- _REQUEST_
Convert all of the items below into a numbered list of their lines, skipping any blank lines and leaving the pictures out.
Begin PROVIDED MATERIAL
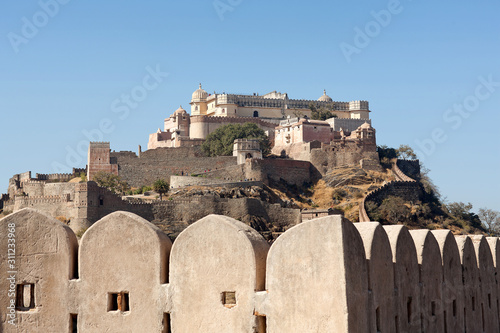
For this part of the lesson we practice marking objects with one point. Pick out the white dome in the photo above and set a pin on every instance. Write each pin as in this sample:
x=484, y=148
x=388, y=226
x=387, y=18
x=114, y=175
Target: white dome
x=180, y=110
x=325, y=97
x=199, y=94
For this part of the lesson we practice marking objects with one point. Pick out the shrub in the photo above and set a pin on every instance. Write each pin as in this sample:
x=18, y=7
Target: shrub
x=80, y=232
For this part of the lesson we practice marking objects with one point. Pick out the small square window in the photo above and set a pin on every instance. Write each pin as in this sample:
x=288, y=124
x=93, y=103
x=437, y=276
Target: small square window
x=25, y=296
x=229, y=299
x=118, y=302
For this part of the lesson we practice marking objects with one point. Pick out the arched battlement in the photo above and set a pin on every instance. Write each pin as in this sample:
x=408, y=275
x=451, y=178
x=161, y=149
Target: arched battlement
x=324, y=275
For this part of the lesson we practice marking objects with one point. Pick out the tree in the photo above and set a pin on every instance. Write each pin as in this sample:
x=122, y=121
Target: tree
x=220, y=142
x=405, y=152
x=386, y=152
x=393, y=209
x=321, y=113
x=161, y=186
x=111, y=181
x=490, y=219
x=462, y=213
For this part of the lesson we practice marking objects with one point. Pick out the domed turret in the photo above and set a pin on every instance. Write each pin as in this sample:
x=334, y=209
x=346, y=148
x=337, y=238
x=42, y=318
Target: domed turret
x=180, y=110
x=325, y=97
x=199, y=95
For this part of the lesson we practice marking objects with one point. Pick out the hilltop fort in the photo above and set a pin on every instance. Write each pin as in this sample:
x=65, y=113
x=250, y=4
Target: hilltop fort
x=304, y=150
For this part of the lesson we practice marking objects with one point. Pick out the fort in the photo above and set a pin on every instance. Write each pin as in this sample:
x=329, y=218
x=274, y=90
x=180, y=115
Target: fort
x=220, y=275
x=228, y=256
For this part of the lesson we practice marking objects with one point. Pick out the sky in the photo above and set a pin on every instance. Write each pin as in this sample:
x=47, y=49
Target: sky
x=74, y=71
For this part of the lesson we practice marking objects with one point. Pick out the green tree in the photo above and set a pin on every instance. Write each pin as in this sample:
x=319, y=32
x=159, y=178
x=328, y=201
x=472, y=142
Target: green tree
x=111, y=181
x=220, y=142
x=405, y=152
x=491, y=219
x=393, y=209
x=386, y=152
x=161, y=186
x=462, y=213
x=321, y=113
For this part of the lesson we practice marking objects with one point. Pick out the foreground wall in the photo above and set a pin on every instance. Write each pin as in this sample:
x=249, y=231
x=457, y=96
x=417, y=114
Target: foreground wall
x=220, y=275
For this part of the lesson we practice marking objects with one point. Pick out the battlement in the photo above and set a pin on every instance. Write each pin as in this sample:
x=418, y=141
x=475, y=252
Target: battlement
x=55, y=176
x=97, y=144
x=43, y=199
x=343, y=277
x=234, y=120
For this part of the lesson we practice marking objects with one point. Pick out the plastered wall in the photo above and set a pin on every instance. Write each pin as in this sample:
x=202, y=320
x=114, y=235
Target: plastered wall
x=220, y=275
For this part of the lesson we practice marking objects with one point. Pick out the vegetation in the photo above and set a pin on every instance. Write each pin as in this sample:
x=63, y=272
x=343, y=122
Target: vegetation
x=220, y=142
x=161, y=186
x=321, y=113
x=405, y=152
x=111, y=181
x=491, y=220
x=80, y=232
x=140, y=190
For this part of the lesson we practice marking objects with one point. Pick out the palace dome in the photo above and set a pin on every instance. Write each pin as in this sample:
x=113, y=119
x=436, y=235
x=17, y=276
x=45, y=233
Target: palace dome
x=199, y=94
x=180, y=110
x=366, y=125
x=325, y=97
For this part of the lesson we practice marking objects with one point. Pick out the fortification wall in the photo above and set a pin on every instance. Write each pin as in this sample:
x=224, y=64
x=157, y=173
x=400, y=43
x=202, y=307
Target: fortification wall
x=173, y=216
x=56, y=205
x=220, y=275
x=161, y=163
x=62, y=177
x=51, y=189
x=328, y=158
x=202, y=126
x=411, y=168
x=183, y=181
x=276, y=169
x=404, y=187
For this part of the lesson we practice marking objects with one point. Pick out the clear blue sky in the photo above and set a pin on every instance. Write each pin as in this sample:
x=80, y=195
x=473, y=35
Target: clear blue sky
x=423, y=66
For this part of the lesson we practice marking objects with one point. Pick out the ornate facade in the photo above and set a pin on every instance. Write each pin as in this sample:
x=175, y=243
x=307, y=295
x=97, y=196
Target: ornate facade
x=211, y=111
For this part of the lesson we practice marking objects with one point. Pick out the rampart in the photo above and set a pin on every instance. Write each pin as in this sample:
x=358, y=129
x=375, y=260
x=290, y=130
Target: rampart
x=404, y=187
x=161, y=163
x=183, y=181
x=324, y=275
x=411, y=168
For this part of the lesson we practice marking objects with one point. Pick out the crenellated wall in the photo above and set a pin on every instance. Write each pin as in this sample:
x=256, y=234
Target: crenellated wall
x=403, y=187
x=161, y=163
x=220, y=275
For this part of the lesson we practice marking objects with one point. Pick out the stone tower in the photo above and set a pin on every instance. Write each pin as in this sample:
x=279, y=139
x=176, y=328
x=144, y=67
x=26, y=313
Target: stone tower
x=246, y=148
x=99, y=159
x=199, y=102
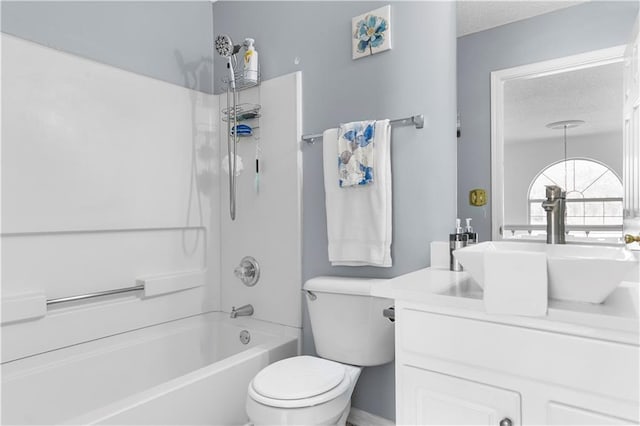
End PROVIDED MATERIAL
- _WORKED ANSWER_
1. For this part of the lesson we practice marking objects with one point. Pick out the white dome in the photo above and set a pin on every instance. Write each pin as in this sample:
2. x=484, y=148
3. x=388, y=226
4. x=387, y=18
5. x=114, y=175
6. Target: white dome
7. x=180, y=110
8. x=325, y=97
9. x=199, y=94
10. For this part of the lesson we practice marking objects with one point. Pick out the shrub in the photo above and set a pin on every instance. Write each pin as in this sample:
11. x=18, y=7
12. Target: shrub
13. x=80, y=232
14. For this part of the lesson we practice marking objects with one point. Pick out the small square window in the photo above and set a pin on every instance. Write each pin as in this sample:
15. x=288, y=124
16. x=93, y=103
17. x=437, y=276
18. Target: small square window
19. x=25, y=296
20. x=229, y=299
21. x=118, y=302
22. For this part of the lesson we practice marking objects with one point. Pick out the arched battlement in the photo above and set a pin on every instance. Write each pin as in this sample:
23. x=408, y=275
24. x=451, y=178
25. x=161, y=149
26. Target: arched battlement
27. x=324, y=275
28. For this part of the lesson we practice marking objects with one point. Pick out the tree in the photo above and set a pin on every instance. Write each pin as in this sample:
29. x=122, y=121
30. Target: tree
31. x=220, y=142
32. x=405, y=152
33. x=386, y=152
34. x=393, y=209
35. x=321, y=113
36. x=161, y=186
37. x=111, y=181
38. x=490, y=219
39. x=462, y=213
40. For this part of the lesson we practice marking objects with one point. Pick out the domed turret in the photo above and set a pin on every instance. Write each pin as in this sample:
41. x=334, y=209
42. x=346, y=148
43. x=337, y=238
44. x=42, y=318
45. Target: domed turret
46. x=180, y=110
47. x=325, y=97
48. x=199, y=95
49. For this part of the lesson we practice marking objects with one point. Pick out the hilltop fort in the photo above and set a pin on every instance. Write each pin as in this sample:
50. x=65, y=113
51. x=250, y=4
52. Target: hilltop fort
53. x=304, y=150
54. For this part of the lesson we practice marking objects with one point. Pick out the fort in the photo above and set a pin on every instance. Write each pin as in this sample:
55. x=329, y=218
56. x=274, y=90
57. x=180, y=115
58. Target: fort
59. x=220, y=275
60. x=228, y=256
61. For this part of the lesson we practice marking objects with one point. Pick out the sky in the photo above and set a pin on every instance. Write each pin as in this sample:
62. x=47, y=49
63. Target: sky
64. x=74, y=71
65. For this part of the lesson we practice marking objects with one point. Pick out the green tree in the photo above and set a pin on every instance. Write each pin as in this sample:
66. x=319, y=32
67. x=159, y=178
68. x=328, y=201
69. x=472, y=142
70. Target: green tree
71. x=111, y=181
72. x=220, y=142
73. x=405, y=152
74. x=491, y=219
75. x=393, y=209
76. x=386, y=152
77. x=161, y=186
78. x=462, y=213
79. x=321, y=113
80. For this part of the lesson we practice marking objects with one point. Pick out the foreground wall in the photo above and set a pin on every instance. Write each pin as in this sample:
81. x=249, y=231
82. x=457, y=96
83. x=417, y=114
84. Target: foreground wall
85. x=220, y=275
86. For this part of the lesson we practice marking objects with one point. Pick out the battlement in the photo above and set a pin on every instance. Write each pin as in this sample:
87. x=418, y=141
88. x=475, y=252
89. Target: battlement
90. x=55, y=176
91. x=97, y=144
92. x=43, y=199
93. x=343, y=277
94. x=234, y=120
95. For this part of the lesson we practice marking objects with one point. Pick out the plastered wall in the photo above and set a pin on every instance. Write each pin as in this sample:
96. x=202, y=320
97. x=114, y=235
98. Target: plastered wall
99. x=220, y=275
100. For this part of the lesson we practice marking objects with one point. Pick out the vegetation in the photo above and set a pin on every instance. Write each pin as in this sample:
101. x=63, y=272
102. x=343, y=122
103. Target: vegetation
104. x=220, y=142
105. x=161, y=186
106. x=321, y=113
107. x=405, y=152
108. x=111, y=181
109. x=491, y=220
110. x=80, y=232
111. x=140, y=190
112. For this part of the lesson we practice marking objects with one point. Pick out the palace dome in the photo above and set a pin on every instance. Write each pin as in this sample:
113. x=113, y=119
114. x=436, y=235
115. x=17, y=276
116. x=45, y=233
117. Target: palace dome
118. x=199, y=94
119. x=180, y=110
120. x=366, y=125
121. x=325, y=97
122. For this part of the lesson we practice marking objects with one point. Pick out the fortification wall in the photo above and set a pin on every instance. Write each pin as in this sample:
123. x=224, y=64
124. x=157, y=173
125. x=400, y=43
126. x=202, y=307
127. Target: fortification wall
128. x=173, y=216
129. x=56, y=205
130. x=220, y=275
131. x=161, y=163
132. x=62, y=177
133. x=51, y=189
134. x=328, y=158
135. x=202, y=126
136. x=411, y=168
137. x=183, y=181
138. x=276, y=169
139. x=404, y=187
140. For this part of the lesson we practice marking objects with one point. Pick out the clear blue sky in the photo above and set a pin on every instance. Write each pin as in this sample:
141. x=80, y=195
142. x=473, y=35
143. Target: clear blue sky
144. x=423, y=66
145. For this part of the lesson we practice marking objects with one point. Pick out the ornate facade in the photo above and set a pin on every instance. Write each pin as in this sample:
146. x=175, y=243
147. x=307, y=295
148. x=97, y=196
149. Target: ornate facade
150. x=211, y=111
151. For this part of the lesson we practice marking objects with one point. Pick out the rampart in the photo above and set a pin on every instance. Write each pin as in this sample:
152. x=358, y=129
153. x=375, y=260
154. x=290, y=130
155. Target: rampart
156. x=404, y=187
157. x=161, y=163
158. x=183, y=181
159. x=324, y=275
160. x=411, y=168
161. For this part of the lesson we practice marking objects with one point. Pick out the crenellated wall in the photo above and set a pin on every instance. Write each pin as in this sample:
162. x=256, y=234
163. Target: crenellated wall
164. x=403, y=187
165. x=161, y=163
166. x=220, y=275
167. For this part of the lesson we practice marking objects with one point. Pick out the stone tower in the photo above and set a pin on every instance. Write each pin as in this sample:
168. x=279, y=139
169. x=176, y=328
170. x=144, y=67
171. x=26, y=313
172. Target: stone tower
173. x=246, y=148
174. x=99, y=159
175. x=199, y=102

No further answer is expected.